((

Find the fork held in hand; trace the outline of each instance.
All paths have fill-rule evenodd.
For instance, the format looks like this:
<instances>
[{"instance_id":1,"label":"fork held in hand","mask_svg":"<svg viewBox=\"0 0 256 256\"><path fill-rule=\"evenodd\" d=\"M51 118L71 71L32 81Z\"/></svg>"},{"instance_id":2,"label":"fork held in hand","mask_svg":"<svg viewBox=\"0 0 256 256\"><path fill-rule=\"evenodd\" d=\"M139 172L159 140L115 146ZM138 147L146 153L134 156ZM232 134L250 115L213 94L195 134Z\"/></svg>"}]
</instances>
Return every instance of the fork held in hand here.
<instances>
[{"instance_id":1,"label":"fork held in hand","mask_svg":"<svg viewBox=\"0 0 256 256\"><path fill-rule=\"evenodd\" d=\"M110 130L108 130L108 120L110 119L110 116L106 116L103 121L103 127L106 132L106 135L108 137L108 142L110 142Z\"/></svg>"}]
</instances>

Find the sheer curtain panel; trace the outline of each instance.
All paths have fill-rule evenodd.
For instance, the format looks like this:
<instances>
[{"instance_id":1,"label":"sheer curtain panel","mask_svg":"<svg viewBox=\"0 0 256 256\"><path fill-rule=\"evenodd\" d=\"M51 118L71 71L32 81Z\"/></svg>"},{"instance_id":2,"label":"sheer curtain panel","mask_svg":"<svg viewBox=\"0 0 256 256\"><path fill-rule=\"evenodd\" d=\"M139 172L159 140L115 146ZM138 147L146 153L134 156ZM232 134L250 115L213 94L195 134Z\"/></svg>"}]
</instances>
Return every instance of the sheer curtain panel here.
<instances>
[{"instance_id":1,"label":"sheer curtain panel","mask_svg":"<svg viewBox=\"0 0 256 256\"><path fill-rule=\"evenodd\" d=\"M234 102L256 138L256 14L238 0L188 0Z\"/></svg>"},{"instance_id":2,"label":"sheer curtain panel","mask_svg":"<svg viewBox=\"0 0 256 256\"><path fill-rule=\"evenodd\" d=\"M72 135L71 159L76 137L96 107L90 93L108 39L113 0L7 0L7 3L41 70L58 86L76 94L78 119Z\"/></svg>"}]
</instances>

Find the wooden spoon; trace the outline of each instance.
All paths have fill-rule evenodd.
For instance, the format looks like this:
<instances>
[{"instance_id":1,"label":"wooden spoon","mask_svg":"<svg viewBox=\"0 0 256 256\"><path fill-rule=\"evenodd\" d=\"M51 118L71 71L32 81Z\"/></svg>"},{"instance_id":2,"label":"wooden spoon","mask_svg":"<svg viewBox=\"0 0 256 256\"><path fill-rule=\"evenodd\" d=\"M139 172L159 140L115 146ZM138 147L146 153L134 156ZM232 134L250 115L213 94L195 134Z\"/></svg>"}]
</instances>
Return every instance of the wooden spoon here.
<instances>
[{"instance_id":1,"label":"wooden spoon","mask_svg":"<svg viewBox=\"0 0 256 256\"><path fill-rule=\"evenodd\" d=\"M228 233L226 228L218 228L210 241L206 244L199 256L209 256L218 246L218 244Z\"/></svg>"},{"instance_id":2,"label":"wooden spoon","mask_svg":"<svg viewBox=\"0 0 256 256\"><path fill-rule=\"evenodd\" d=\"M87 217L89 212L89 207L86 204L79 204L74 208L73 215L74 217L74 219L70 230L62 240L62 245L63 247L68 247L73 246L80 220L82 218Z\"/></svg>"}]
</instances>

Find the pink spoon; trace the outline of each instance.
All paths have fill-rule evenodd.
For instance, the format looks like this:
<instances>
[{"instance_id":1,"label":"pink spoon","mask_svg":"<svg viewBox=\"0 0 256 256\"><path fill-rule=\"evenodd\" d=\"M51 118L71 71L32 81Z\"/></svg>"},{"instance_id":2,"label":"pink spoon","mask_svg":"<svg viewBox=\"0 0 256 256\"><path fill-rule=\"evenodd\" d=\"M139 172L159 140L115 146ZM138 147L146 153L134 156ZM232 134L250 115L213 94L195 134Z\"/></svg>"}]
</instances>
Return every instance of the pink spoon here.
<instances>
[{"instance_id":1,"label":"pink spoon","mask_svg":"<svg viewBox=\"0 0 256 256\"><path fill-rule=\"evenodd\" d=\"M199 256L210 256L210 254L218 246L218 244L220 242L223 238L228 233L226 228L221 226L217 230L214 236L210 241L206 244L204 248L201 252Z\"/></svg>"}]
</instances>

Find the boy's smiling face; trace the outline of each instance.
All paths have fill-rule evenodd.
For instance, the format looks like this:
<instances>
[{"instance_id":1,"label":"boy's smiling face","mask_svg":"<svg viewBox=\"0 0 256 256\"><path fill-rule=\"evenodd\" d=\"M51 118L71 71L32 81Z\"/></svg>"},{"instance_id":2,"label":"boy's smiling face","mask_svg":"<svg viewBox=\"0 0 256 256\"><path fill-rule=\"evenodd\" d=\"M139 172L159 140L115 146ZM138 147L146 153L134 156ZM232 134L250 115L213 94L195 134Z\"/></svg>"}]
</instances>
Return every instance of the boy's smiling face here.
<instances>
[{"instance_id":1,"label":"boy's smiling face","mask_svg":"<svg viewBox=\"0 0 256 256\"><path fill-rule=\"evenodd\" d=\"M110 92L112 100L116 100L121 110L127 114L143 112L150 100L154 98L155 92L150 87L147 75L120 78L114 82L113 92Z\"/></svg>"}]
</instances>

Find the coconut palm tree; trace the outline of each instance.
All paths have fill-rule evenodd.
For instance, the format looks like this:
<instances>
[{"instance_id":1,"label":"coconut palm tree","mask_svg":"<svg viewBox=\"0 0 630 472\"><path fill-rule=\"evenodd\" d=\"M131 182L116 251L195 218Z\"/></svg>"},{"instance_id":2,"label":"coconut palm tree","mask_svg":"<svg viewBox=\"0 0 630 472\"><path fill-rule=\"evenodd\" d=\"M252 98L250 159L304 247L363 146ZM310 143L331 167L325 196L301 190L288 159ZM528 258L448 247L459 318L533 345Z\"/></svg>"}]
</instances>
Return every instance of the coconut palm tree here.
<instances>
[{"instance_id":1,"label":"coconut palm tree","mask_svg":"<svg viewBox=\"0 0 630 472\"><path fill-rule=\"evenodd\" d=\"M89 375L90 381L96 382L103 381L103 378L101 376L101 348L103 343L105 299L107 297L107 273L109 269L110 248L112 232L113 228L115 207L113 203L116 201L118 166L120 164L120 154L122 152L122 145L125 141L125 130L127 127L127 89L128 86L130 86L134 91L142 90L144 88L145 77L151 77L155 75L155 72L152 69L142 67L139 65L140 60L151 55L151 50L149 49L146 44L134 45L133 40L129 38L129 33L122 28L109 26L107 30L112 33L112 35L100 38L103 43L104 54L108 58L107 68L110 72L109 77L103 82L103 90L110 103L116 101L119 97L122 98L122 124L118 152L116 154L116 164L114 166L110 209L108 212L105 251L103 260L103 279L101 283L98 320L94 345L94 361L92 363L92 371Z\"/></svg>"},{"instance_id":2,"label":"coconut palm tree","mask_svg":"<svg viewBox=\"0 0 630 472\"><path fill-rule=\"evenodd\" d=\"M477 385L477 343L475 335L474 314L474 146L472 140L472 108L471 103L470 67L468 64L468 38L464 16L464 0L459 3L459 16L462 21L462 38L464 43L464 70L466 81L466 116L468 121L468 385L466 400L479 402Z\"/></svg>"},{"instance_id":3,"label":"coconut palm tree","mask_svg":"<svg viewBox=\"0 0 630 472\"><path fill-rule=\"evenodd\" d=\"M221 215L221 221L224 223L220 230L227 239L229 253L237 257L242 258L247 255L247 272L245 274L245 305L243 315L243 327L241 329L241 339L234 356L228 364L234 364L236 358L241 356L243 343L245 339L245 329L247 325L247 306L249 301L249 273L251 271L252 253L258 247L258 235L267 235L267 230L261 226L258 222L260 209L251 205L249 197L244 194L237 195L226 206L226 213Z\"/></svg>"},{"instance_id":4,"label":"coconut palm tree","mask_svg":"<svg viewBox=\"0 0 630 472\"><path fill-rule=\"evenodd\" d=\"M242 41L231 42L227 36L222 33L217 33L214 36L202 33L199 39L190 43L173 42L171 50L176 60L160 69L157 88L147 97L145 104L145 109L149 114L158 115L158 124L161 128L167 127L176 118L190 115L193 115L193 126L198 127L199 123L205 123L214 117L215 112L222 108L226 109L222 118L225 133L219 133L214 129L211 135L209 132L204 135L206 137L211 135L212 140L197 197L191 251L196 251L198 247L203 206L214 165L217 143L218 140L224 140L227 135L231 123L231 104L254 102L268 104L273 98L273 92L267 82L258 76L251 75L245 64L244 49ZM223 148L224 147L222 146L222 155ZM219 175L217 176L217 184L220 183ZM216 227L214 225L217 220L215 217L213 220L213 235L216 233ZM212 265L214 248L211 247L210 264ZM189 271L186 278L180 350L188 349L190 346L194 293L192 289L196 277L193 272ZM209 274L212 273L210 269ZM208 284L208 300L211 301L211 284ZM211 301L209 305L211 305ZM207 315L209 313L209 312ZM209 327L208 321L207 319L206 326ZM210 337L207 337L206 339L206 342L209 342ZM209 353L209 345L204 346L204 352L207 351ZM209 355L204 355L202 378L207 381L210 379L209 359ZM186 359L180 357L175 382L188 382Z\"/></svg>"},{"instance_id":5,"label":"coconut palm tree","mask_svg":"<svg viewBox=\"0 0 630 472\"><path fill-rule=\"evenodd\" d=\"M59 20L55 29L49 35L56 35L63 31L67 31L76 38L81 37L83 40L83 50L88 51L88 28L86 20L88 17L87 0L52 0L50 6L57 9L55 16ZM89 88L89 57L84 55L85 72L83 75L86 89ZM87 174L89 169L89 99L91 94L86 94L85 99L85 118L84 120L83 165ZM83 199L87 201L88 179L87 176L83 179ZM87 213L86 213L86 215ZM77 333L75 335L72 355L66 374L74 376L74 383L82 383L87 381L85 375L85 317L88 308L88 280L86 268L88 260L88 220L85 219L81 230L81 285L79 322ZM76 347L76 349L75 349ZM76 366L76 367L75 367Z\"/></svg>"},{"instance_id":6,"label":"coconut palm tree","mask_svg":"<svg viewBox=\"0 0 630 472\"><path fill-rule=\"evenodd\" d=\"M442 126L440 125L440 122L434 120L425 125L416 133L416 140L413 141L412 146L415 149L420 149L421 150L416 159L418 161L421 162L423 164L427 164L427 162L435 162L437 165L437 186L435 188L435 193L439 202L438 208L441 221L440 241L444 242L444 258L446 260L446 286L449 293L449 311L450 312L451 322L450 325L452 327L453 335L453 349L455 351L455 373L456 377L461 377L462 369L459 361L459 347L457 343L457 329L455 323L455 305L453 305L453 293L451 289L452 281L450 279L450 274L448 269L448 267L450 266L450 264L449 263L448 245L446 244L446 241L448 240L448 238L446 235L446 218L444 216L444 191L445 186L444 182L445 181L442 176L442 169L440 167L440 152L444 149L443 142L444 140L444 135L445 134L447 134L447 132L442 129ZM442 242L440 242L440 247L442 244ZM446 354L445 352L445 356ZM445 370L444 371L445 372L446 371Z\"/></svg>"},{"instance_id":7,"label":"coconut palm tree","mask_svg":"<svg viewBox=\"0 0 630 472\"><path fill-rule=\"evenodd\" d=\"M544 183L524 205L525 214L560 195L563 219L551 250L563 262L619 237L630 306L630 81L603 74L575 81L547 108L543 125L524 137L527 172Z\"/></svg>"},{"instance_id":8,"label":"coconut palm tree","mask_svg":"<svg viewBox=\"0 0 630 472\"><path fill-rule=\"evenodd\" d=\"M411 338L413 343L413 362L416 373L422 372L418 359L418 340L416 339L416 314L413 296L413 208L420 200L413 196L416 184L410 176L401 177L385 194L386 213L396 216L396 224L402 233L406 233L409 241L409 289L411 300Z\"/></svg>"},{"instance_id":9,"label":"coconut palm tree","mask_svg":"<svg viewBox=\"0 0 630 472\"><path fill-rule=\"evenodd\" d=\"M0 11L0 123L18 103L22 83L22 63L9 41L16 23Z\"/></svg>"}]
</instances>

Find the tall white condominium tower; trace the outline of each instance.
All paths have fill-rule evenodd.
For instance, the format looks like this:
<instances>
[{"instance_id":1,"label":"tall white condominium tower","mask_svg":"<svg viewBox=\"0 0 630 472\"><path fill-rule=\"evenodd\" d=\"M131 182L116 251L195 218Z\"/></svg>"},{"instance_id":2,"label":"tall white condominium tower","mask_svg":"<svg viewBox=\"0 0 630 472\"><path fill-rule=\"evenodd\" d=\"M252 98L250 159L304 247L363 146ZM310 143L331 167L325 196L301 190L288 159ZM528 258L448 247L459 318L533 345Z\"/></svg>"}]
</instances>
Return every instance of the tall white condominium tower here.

))

**WHAT YOU ARE ASKED TO DO:**
Copy exactly the lines above, from the one containing "Find the tall" through the very last line.

**REPLY TO THE TASK:**
Find the tall white condominium tower; trace the outline of each instance.
All paths have fill-rule evenodd.
For instance, the format looks like this:
<instances>
[{"instance_id":1,"label":"tall white condominium tower","mask_svg":"<svg viewBox=\"0 0 630 472\"><path fill-rule=\"evenodd\" d=\"M131 182L116 251L195 218Z\"/></svg>"},{"instance_id":2,"label":"tall white condominium tower","mask_svg":"<svg viewBox=\"0 0 630 472\"><path fill-rule=\"evenodd\" d=\"M252 98L250 159L304 247L363 146ZM310 143L331 167L325 196L301 190L288 159ZM528 258L448 247L459 318L533 345Z\"/></svg>"}]
</instances>
Return every instance of the tall white condominium tower here.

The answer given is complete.